# [Kutipan Teks]
********

Pelaksanaan pemilihan presiden dan wakil presiden secara langsung oleh rakyat pertama sekali dilaksanakan pada tahun 2004. Sedangkan untuk pemilihan kepala daerah dan wakil kepala daerah tingkat kabupaten/kota untuk pertama kalinya dilaksanakan pada 1 Juni 2005 di Kabupaten Kutai Kartanegara, Kalimantan Timur. Kemudian disusul, Kota Cilegon, Banten, Kota Pekalongan dan Kabupaten Kebumen Jawa Tengah pada 5 Juni 2005 dan Kabupaten Indragiri Hulu, pada 11 Juni 2005. Sedangkan untuk pemilihan kepala daerah dan wakil kepala daerah tingkat provinsi pertama kalinya dilaksanakan di Sulawesi Utara pada 20 juni 2005. [1]

Melihat bahwa begitu pentingnya pemilu dalam menentukan berjalannya demokrasi, maka untuk menjamin berjalannya pemilu dengan benar yang nantinya akan melahirkan wakil-wakil yang sesuai dengan kehendak rakyat maka diperlukanlah mekanisme untuk menyelesaikan sengketa yang terjadi akibat pelanggaran dalam proses pemilu. Sengketa pemilu (electoral dispute) itu sendiri sebagaimana dikemukakan oleh International IDEA memiliki makna sebagai “Any complaint, challenge, claim or contest relating to any stage of the electoral process.”9 Berdasarkan pengertian yang dide􏰀inisikan oleh International IDEA tersebut dapat dikatakan bahwa cakupan dari electoral dispute sangat luas dan mencakup seluruh proses pemilu.10 Sebab sebagai sebuah proses politik maka proses pemilu sangat rentan dengan pelanggaran-pelanggaran seperti pelanggaraan peraturan tentang pemilu terutama yang menyangkut kampanye, permasalahan tindak pidana pemilu, permasalahan money politics, serta kecurangan-kecurangan dalam perhitungan suara yang sangat mungkin mempengaruhi hasil pemilu.[2]

Perselisihan hasil pemilihan yang menjadi kewenangan MK menyelesaikannya adalah pemilihan umum anggota Dewan Perwakilan Rakyat (DPR), Dewan Perwakilan Daerah (DPD), Presiden dan Wakil Presiden, dan anggota Dewan Perwakilan Rakyat Daerah (DPRD). Hanya saja, sejak diundangkannya Undang-Undang Nomor 12 Tahun 2008 tentang Perubahan kedua Undang-Undang Nomor 32 Tahun 2004 tentang Pemerintahan Daerah, MK juga diberi kewenangan untuk memutus perselisihan hasil pemilihan umum kepala daerah (pemilukada).3 Namun kewenangan MK menyelesaikan sengketa hanya bertahan selama lebih kurang 5 tahun. Sebab, melalui Putusan Perkara Nomor 97/PUU-XI/2013,4 MK menyatakan tidak lagi berwenang menyelesaikan sengketa hasil pemilihan kepala daerah. Salah satu asalan yang dikemukakan dalam putusan tersebut, pilkada bukanlah rezim pemilu sebagaimana diatur dalam Pasal 22E ayat (2) UUD 1945.

********

# [Cuplikan Baris]
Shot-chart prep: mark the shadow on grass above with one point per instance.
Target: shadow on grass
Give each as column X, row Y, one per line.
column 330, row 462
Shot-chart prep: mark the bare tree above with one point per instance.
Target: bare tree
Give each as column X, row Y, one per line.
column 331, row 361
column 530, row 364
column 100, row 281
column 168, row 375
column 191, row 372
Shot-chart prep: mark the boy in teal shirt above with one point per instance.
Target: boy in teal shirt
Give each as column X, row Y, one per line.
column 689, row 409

********

# [Petunjuk Soal]
Bisakah Anda menuliskan kembali seluruh bagian teks tentang sengketa pemilu, dari "Perselisihan hasil pemilihan yang" sampai ke "(2) UUD 1945.", dengan memperbarui "MK" menjadi "Mahkamah Konstitusi"?

# [Jawaban]
Perselisihan hasil pemilihan yang menjadi kewenangan Mahkamah Konstitusi menyelesaikannya adalah pemilihan umum anggota Dewan Perwakilan Rakyat (DPR), Dewan Perwakilan Daerah (DPD), Presiden dan Wakil Presiden, dan anggota Dewan Perwakilan Rakyat Daerah (DPRD). Hanya saja, sejak diundangkannya Undang-Undang Nomor 12 Tahun 2008 tentang Perubahan kedua Undang-Undang Nomor 32 Tahun 2004 tentang Pemerintahan Daerah, Mahkamah Konstitusi juga diberi kewenangan untuk memutus perselisihan hasil pemilihan umum kepala daerah (pemilukada).3 Namun kewenangan Mahkamah Konstitusi menyelesaikan sengketa hanya bertahan selama lebih kurang 5 tahun. Sebab, melalui Putusan Perkara Nomor 97/PUU-XI/2013,4 Mahkamah Konstitusi menyatakan tidak lagi berwenang menyelesaikan sengketa hasil pemilihan kepala daerah. Salah satu asalan yang dikemukakan dalam putusan tersebut, pilkada bukanlah rezim pemilu sebagaimana diatur dalam Pasal 22E ayat (2) UUD 1945.